Your task is to transcribe all the entries exactly, excluding pictures.

--- Dataset entries ---

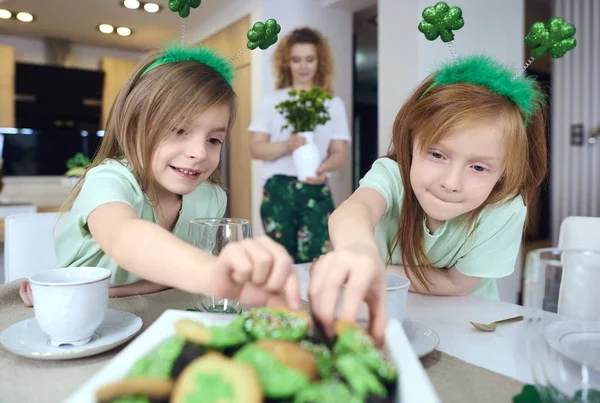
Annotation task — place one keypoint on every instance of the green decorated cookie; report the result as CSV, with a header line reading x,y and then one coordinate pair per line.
x,y
326,392
214,378
353,340
323,356
283,367
277,323
361,380
159,362
217,337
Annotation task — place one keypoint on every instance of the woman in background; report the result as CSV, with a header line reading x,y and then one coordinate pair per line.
x,y
295,213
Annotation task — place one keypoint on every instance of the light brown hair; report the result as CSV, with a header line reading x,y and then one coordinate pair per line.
x,y
282,57
427,120
147,110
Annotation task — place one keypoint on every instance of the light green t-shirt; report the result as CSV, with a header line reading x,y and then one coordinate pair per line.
x,y
112,181
489,252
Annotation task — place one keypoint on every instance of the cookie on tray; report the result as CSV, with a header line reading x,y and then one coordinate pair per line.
x,y
217,337
214,377
277,323
283,367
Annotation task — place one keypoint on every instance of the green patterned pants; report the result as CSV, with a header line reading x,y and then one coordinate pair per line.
x,y
295,215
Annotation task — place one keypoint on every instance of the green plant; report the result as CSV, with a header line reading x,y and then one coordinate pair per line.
x,y
77,165
304,110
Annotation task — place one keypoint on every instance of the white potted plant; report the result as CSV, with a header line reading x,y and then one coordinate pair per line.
x,y
303,112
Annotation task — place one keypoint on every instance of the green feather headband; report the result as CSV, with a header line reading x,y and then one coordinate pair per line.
x,y
201,54
485,71
555,37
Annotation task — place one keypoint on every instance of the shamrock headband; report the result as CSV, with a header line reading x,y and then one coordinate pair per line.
x,y
555,38
261,35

---

:: Solution ::
Annotation task — place one keypoint on every instance of the green decorated cookie; report the result as CSV, with a header line reading x,y and then one coordinate pair per line.
x,y
326,392
214,378
353,340
323,356
283,367
277,323
361,380
159,362
217,337
Annotation task — place one keypoint on every instance of the woman in background; report the result as CSV, with a header line reading x,y and then one coordinate pair per line.
x,y
295,213
Annotation task — place one keypoint on every instance of the light brown hair; report the result as CSV, with a header line reading x,y and then one coordinate pair per line.
x,y
282,57
427,120
147,110
Annotation task — place one keypoint on every instance of the light green t-shirt; report the result as CSV, with a header line reading x,y and then one coordinate pair per line.
x,y
112,181
489,252
Annotation task — place one keypoint on every instance of the cookie on tray; report the result as CSV, with a header line reading x,y and then one coordinate pair per line.
x,y
217,337
214,377
277,323
283,367
Annotation task — place one keypoint on every instance of the green patterned pants; report the result as CSV, with a header line reading x,y and then one coordinate pair per line.
x,y
295,215
Annotation task — place one keypoint on every instance of the green plant; report the result as CSV, with a header line reading x,y and then one coordinate pair per line.
x,y
77,165
304,110
Annotation task — place one keypoint on every instance of the white potted plant; report the result as CSV, with a header line reading x,y and then one coordinate pair per line.
x,y
303,112
Annotation task — place one keypoint on every instance of the green feather headband; report the result as CSV, with a header line reading x,y and then one coordinate pair per line.
x,y
201,54
485,71
555,37
Annotation task — place one keypoint on every instance of the shamrock headband; report the result as CSV, with a header line reading x,y and then one coordinate pair per line.
x,y
555,38
261,35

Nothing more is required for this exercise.